Tasks —
a) According to the apple disease text, which apple varieties are grown in Tasmania?
b) Reproduce the part of the apple disease text starting with "Apple varieties grown" and going on through "Mr Morrison said.".
c) Carry on writing the apple disease text, picking up after its last sentence.

He said it was vitally important to rotate the modes of action to reduce the onset of resistance so the different products could be viable into the future.
“Resistance management is paramount. There wouldn’t be a day go by where I don’t talk about resistance to a grower. Unfortunately, we have a first-hand experience with a disease in cherries at the moment which has developed resistance to certain chemicals.”
Mr Morrison first saw Talendo® fungicide being used in grapes in Victoria and felt it had excellent potential as part of an apple disease management program.
Apple varieties grown in Tasmania include Gala, Pinks, Jazz and Envy with many of the more modern options proving to be quite susceptible to Powdery mildew.
“These newer varieties seem to be Powdery mildew magnets,” Mr Morrison said.
He said the high-pressure period for Powdery mildew was from late November through to mid-to- late December and this was the window where Talendo® was used.
“In that high pressure timing we are finding Talendo® has done an excellent job.”
A typical program recommended by Mr Morrison includes sulfur for the first three sprays, followed by Topaz and three Flint applications over flowering. Three applications of Fontelis® and Talendo® are used and Delan, Nimrod and Topaz might finish off the season.

(Saved data entries)
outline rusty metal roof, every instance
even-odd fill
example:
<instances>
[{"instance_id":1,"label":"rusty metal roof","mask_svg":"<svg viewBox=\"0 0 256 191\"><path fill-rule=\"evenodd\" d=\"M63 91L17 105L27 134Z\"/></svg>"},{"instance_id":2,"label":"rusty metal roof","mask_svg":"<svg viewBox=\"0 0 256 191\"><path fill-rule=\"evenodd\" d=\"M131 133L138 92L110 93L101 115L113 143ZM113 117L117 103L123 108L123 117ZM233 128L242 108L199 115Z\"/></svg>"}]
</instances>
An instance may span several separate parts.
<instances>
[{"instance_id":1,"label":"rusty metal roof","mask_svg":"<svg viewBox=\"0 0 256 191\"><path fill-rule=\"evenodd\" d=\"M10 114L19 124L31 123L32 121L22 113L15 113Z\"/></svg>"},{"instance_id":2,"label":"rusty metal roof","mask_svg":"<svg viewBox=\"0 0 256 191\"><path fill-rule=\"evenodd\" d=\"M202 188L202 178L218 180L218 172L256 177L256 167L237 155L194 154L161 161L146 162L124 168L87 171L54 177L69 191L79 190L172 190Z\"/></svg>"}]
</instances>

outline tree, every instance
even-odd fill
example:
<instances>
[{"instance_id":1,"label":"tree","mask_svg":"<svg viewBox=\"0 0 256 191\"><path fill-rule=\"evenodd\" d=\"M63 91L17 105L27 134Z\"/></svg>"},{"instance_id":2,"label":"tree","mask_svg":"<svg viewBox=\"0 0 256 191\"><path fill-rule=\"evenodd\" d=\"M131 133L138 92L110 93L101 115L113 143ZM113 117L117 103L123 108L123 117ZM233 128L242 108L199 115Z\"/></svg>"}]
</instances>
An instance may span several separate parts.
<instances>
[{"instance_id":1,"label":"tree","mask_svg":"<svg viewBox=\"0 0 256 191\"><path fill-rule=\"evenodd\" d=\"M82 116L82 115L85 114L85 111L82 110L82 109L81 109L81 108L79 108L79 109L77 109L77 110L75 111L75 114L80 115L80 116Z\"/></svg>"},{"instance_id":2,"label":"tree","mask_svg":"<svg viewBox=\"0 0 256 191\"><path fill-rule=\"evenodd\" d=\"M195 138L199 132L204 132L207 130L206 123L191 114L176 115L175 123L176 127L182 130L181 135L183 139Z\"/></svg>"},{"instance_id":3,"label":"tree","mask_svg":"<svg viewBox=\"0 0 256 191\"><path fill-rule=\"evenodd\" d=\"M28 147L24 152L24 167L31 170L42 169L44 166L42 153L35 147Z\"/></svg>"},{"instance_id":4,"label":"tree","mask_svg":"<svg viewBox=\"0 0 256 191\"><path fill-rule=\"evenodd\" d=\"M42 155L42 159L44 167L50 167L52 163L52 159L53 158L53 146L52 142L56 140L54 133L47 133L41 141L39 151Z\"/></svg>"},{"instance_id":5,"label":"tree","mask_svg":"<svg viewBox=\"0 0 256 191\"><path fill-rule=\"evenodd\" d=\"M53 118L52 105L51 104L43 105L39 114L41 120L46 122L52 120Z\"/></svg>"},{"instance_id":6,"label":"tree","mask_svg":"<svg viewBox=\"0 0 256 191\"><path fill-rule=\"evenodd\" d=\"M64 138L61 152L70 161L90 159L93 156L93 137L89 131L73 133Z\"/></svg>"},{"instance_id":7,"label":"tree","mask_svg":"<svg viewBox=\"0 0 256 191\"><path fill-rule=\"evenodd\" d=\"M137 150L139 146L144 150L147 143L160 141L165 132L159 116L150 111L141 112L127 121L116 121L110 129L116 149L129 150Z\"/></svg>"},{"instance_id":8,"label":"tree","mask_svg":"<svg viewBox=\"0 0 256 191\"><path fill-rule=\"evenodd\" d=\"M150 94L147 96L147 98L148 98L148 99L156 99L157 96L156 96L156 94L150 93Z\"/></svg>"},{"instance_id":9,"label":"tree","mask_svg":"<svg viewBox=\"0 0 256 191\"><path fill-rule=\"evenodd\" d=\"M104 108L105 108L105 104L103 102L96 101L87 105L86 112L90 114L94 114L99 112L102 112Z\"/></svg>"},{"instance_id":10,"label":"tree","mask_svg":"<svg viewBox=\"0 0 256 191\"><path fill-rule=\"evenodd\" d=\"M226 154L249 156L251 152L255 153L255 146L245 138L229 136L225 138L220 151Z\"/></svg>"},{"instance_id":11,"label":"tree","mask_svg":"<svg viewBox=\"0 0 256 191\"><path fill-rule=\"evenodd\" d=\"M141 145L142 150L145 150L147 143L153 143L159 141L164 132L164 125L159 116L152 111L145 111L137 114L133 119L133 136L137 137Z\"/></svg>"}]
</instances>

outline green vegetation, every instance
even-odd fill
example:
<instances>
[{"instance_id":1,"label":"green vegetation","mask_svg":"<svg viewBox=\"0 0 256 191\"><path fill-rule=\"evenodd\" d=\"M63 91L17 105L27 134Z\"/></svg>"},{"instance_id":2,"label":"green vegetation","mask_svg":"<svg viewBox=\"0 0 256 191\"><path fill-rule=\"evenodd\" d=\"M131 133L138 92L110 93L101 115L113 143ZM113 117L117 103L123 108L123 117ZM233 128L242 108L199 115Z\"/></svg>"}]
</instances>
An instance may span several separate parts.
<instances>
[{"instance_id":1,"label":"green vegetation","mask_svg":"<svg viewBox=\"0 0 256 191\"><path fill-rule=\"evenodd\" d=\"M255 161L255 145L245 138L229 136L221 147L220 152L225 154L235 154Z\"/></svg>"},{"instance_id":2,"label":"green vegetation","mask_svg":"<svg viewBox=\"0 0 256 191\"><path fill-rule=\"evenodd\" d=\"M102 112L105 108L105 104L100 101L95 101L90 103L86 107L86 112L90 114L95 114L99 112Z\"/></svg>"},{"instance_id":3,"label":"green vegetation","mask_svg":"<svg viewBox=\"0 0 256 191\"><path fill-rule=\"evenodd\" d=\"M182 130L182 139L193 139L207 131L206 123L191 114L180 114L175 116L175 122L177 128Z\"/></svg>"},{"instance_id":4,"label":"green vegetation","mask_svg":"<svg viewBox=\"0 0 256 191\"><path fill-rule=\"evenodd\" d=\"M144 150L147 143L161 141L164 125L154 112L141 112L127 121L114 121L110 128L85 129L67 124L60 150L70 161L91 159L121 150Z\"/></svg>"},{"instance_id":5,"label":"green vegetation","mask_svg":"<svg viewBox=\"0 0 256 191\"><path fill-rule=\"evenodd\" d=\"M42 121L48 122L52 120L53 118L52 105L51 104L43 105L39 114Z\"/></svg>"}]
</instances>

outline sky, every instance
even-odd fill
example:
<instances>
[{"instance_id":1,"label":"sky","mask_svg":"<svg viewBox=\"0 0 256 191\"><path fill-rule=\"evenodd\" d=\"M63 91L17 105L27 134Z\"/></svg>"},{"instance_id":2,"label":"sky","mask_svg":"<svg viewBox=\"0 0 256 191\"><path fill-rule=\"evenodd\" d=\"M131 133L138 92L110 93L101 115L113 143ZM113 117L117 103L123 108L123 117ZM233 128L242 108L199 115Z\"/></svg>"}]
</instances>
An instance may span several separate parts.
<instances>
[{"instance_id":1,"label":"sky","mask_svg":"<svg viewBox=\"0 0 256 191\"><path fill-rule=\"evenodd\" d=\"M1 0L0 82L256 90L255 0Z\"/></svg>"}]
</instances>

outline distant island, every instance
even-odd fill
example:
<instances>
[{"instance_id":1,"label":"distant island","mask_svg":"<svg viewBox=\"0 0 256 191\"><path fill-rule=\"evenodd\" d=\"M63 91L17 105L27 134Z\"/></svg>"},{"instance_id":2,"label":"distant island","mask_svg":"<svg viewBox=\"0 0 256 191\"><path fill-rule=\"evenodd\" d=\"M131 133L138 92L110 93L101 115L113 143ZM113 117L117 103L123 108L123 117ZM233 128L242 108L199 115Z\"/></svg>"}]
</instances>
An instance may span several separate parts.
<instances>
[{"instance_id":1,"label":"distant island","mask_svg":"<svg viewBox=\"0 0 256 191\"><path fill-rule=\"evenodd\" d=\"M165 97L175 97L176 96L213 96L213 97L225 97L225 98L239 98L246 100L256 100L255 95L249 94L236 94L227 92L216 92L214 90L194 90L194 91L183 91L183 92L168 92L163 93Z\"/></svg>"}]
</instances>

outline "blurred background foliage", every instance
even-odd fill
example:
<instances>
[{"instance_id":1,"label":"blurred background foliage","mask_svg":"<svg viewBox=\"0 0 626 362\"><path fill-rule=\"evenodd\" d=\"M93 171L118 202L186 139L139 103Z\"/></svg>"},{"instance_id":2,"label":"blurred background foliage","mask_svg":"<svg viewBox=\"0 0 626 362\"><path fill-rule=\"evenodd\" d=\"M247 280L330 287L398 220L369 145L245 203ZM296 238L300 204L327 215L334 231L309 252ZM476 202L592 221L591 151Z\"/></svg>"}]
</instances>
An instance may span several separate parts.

Expected results —
a) Gala, Pinks, Jazz and Envy.

b)
Apple varieties grown in Tasmania include Gala, Pinks, Jazz and Envy with many of the more modern options proving to be quite susceptible to Powdery mildew.
“These newer varieties seem to be Powdery mildew magnets,” Mr Morrison said.

c)
Talendo® works on three important stages of the disease life cycle by making exposed spores unviable, inhibited spore germination and preventing Powdery mildew from reproducing. This ensures a cleaner orchard into the future.
The program recommended by Mr Morrison rotates through the different modes of action to help reduce the incidence of resistance.
It is designed for a fungicide application once every ten days but can come under pressure in bad Powdery mildew years where the interval is reduced to seven days.
“There are good options but due to the fact that we need to have a Powdery mildew spray in every tank you can run out,” Mr Morrison said.
If an orchard succumbs to Powdery mildew it can turn white and cause issues that season and also into the future.
Mr Morrison said many growers in Tasmania were focused on Integrated Pest Management (IPM) programs to help control insect pests and preserve beneficial insects through the orchards.
He said Talendo® had fitted well into the program as it was IPM compatible and mixed well with a range of other products used by growers.
It is also a product with low toxicity, with minimal impact on the environment and excellent operator safety.
Mr Morrison said the programs implemented throughout the season help farmers grow excellent apples that are exported to the mainland and across the world.
“I think we do a very good job producing high quality apples here in Tasmania,” he said.